Data entries
• • • • •
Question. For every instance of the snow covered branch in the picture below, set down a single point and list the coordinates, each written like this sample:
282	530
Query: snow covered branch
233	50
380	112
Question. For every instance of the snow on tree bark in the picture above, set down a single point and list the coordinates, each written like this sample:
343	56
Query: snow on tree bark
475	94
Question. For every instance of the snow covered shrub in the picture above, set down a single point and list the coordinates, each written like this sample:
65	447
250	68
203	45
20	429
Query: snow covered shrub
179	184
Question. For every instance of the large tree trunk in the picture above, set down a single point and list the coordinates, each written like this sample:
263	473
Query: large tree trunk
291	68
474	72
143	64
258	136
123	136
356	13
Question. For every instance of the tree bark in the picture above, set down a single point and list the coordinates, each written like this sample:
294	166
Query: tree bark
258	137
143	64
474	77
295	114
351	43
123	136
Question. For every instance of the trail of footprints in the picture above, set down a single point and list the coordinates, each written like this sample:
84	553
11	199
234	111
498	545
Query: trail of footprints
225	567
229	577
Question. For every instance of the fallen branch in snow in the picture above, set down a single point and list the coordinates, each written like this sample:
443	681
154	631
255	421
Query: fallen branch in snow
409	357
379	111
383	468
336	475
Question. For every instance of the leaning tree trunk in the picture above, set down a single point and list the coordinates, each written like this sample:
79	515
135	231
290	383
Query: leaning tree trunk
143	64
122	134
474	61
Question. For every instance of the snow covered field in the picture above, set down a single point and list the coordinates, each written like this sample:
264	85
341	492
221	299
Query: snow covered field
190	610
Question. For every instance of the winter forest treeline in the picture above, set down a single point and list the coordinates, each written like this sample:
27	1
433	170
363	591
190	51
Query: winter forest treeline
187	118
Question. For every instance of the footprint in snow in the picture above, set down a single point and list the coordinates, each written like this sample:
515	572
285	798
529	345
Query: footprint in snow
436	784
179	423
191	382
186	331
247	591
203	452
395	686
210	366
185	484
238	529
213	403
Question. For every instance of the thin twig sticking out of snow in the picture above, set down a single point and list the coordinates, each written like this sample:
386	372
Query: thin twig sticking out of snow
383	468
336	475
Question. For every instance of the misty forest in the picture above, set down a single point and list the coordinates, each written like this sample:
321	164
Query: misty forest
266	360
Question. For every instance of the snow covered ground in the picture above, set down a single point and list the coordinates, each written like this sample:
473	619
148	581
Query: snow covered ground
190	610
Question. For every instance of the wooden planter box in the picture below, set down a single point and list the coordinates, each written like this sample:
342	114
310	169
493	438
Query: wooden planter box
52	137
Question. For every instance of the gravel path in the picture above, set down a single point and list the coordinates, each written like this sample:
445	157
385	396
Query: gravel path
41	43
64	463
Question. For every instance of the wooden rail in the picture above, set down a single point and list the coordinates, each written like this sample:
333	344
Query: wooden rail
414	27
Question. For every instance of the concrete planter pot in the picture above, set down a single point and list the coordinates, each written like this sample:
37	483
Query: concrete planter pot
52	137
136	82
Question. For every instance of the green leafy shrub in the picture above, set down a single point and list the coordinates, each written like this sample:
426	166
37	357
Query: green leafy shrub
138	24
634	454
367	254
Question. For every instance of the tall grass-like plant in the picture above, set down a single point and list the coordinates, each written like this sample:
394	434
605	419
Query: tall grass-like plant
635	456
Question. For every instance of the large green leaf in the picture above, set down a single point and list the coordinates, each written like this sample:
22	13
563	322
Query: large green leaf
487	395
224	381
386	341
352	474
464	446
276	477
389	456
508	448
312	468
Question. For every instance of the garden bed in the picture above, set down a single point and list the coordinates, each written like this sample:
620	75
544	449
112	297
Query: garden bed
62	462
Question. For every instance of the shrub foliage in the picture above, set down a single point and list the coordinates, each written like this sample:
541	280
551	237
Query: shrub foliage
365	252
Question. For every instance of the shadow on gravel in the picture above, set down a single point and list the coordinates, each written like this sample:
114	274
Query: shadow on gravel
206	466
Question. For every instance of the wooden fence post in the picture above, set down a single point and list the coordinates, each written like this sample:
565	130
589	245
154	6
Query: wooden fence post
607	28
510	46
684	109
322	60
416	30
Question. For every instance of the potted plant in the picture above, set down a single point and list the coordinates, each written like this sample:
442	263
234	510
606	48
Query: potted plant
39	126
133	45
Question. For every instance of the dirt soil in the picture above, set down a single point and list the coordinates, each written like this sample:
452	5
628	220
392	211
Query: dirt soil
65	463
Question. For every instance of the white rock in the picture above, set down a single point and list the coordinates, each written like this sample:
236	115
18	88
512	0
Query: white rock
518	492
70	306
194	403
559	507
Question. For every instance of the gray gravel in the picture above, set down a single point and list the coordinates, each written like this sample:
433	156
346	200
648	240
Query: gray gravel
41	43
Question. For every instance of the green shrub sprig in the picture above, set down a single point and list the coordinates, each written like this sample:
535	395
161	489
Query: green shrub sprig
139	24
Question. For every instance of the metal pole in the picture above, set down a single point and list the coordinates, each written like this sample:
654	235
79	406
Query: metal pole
• • • • •
What the task requires - Select every line of the records holding the string "metal".

Your solution -
Question. For every instance of the metal pole in the picture above, set down a single point and list the coordinates, each written like this sample:
Query: metal pole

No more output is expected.